--- TASK ITEM ---
Copy each line of the material below that includes the string "snow".

--- INPUT DATA ---
=====
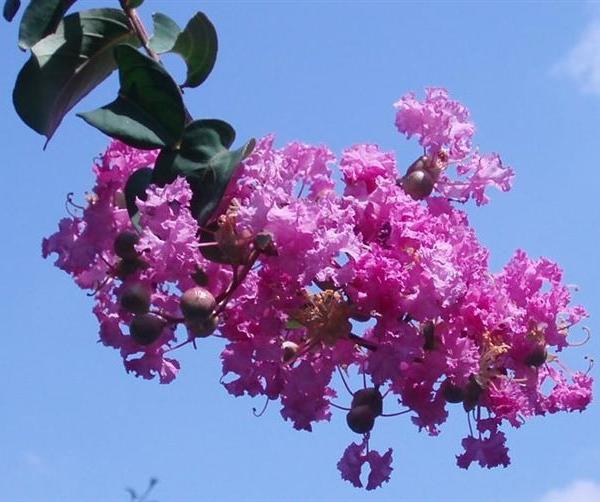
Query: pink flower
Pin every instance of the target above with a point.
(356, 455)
=====
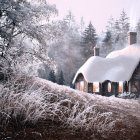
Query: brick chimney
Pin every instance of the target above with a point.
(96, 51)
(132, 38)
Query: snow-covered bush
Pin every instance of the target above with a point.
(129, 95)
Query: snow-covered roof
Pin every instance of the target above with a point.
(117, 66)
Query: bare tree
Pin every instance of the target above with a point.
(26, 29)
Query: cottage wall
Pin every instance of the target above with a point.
=====
--- TASK RESPONSE ---
Query: snow-covered bush
Query: snow-covered roof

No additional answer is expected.